╭─ Excerpted passage
So it is absolutely a very counterintuitive kind of relationship between price and access here. I just want to make a little caveat and say that there are drugs that are in fact, in absolute terms, too expensive for most people in Pakistan to afford, and these include especially anti-cancer drugs.

However, from the point of view of pharmaceutical companies, the price ceiling that is set for most drugs is unviable. And now that, of course, is a subjective term, for some the complaint is that the profit that we’re making is simply too low for us to be able to continue supplying this drug. For some, as I mentioned in the case of morphine, they might actually be supplying the drug at a loss.

So why is this happening? What is this sort of very rigid regime of price controls that is actually pushing a lot of drugs out of the market? They are pushing drugs out of the market, and then also a diversion of drugs as– in company-speak, which is basically that take the example of something as simple as a thyroid drug, levothyroxine, Synthroid.

It’s one of the most commonly prescribed drugs in the US. In Pakistan, it is perpetually out of stock at pharmacies. And one of the reasons is that it’s an extremely cheap drug. It costs a few rupees for a pack. And as soon as it hits the market, a lot of it gets bought up by these middlemen, as they are called, and diverted to black markets, or gray markets, as a lot of my interlocutors refer to them.

They will either be taken out of Pakistan, sort of sometimes at a small scale on a flight in somebody’s personal luggage, or they’ll be sold on the “black market,” quote unquote. So the drug regulatory authority under a federal law, the drugs act, is authorized to set the price of every medicine in the country.

The rationale, the purported rationale, for setting the prices that they do is that this is a country with a very poor and a very sick population. And in order to give them access to medicines, we have to keep the prices low. That’s the logic that the free market cannot be allowed to run amok in a country like this.

That logic is theoretically sound because we have seen what happens when the free market, quote unquote, “takes over,” and astronomical drug prices in the US being an instance, where the government is really constrained because of the pharmaceutical lobby from controlling or lowering drug prices. But in Pakistan, what seems to have happened is that this has been taken too far in some cases.

And there is so much rigidity even over the granting of a small price increase that might make a product viable for a pharma company. That companies sometimes simply do not want to deal with the hassle, and the months and months of negotiation that they need to do with the regulatory authorities. And they simply withdraw the drugs from the market.

Now I want to say a couple of things about this, one from the point of view of the regulators, and the second from the point of view of the companies. What the regulatory authorities– once you really start sort of probing, you actually find a lot of people who agree that this entire regime is fundamentally not working.

They agree that drug prices should be granted. But they operate under a lot of constraint. And the constraint comes from very unexpected sources. That have absolutely nothing to do with the economics of supply and demand. And one of the biggest sources of this constraint is political pressure. So medicines are a hot button issue in the country because of a large sick population.
╰─
╭─ Extracted data
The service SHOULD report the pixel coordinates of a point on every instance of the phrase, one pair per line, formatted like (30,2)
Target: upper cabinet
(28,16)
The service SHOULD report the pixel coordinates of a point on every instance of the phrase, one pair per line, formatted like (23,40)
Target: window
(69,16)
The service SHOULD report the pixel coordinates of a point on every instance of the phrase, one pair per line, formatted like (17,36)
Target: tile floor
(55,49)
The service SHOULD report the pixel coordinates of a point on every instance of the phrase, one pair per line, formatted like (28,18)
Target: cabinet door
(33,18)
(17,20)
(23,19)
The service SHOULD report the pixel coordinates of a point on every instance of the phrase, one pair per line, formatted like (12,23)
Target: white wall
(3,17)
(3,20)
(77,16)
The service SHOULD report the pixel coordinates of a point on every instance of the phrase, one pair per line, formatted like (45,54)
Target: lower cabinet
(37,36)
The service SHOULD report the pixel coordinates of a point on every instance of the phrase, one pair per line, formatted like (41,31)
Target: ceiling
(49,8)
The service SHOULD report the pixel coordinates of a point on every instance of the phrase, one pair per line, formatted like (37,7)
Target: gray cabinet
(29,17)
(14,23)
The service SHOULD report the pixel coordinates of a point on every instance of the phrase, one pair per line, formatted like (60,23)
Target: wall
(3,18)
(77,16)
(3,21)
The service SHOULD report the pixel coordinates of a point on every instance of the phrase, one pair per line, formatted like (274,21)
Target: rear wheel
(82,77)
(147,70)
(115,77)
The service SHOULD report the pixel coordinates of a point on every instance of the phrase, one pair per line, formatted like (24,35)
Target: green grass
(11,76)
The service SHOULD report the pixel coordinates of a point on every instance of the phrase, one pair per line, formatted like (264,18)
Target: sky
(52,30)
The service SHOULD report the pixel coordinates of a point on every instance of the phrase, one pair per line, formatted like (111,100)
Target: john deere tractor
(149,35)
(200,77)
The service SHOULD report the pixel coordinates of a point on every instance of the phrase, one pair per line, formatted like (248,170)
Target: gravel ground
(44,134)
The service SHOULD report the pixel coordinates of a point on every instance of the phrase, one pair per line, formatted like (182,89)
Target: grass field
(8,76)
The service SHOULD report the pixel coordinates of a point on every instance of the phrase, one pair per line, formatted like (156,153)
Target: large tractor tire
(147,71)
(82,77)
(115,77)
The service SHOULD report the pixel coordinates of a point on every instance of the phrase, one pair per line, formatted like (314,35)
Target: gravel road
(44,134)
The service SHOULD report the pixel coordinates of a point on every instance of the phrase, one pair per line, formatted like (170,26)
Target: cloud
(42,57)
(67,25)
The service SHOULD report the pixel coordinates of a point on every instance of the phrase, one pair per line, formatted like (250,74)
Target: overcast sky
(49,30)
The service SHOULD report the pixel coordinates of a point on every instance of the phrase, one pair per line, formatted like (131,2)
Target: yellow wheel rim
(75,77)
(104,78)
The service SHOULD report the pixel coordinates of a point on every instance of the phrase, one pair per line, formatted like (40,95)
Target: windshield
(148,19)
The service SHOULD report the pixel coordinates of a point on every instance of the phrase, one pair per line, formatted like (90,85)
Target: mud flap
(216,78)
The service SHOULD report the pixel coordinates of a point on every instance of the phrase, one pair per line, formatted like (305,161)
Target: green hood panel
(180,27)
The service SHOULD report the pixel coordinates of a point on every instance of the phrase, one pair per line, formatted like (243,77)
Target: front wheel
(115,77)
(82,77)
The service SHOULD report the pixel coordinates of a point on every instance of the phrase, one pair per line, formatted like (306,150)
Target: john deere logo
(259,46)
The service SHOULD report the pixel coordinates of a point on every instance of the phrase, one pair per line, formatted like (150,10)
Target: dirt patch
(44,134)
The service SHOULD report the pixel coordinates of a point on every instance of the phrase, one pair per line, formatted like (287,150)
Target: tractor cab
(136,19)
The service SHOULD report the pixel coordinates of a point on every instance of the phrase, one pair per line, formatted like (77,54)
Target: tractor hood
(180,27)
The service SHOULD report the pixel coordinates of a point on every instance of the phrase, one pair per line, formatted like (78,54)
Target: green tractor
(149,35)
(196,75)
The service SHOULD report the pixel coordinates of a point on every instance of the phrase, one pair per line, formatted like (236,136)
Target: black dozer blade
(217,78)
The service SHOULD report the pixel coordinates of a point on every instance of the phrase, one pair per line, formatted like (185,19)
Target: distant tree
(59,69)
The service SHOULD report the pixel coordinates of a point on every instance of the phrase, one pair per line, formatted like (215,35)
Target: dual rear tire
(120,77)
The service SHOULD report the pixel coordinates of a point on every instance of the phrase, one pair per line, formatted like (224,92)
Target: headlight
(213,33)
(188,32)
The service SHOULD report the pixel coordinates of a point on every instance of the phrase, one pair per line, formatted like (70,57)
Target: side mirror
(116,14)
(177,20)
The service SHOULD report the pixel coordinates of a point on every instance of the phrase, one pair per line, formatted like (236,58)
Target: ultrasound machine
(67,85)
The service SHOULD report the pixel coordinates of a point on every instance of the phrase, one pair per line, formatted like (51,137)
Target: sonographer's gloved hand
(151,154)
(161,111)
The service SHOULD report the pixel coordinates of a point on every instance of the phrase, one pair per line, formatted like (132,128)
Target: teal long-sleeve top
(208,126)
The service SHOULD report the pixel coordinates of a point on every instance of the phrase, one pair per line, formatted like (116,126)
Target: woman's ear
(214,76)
╰─
Work instructions: List every medicine that the passage on drug prices in Pakistan mentions by its specific name. Use only the passage on drug prices in Pakistan for this, not the material.

Completed task:
- morphine
- levothyroxine
- Synthroid